§ Given records
** begin **

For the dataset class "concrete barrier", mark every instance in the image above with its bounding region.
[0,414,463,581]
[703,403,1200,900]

** end **
** begin **

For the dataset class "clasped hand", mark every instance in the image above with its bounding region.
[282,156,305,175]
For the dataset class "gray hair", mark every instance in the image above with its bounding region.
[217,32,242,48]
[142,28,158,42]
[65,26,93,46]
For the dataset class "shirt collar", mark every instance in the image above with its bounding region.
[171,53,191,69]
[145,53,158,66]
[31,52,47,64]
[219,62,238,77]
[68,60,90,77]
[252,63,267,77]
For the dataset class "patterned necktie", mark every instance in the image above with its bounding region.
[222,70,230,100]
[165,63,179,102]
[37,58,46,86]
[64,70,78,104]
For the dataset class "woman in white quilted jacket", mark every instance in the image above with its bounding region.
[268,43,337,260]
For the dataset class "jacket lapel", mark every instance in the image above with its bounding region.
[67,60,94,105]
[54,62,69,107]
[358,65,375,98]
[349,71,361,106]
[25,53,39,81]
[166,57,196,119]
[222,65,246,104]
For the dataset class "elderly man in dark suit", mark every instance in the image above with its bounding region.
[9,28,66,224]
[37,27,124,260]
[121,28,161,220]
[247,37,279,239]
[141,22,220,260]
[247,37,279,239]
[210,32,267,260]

** end **

§ Task directions
Return everything from the line containing "man in dark" down to the line containing "[210,32,267,260]", both ends included, reproduced character for character.

§ Solution for this exercise
For the dataset class "elderly man in dark suit", mark every instance in the image above with its bounding region.
[9,28,66,224]
[37,27,124,260]
[121,28,161,220]
[247,37,279,239]
[141,22,220,260]
[247,37,279,239]
[210,32,267,260]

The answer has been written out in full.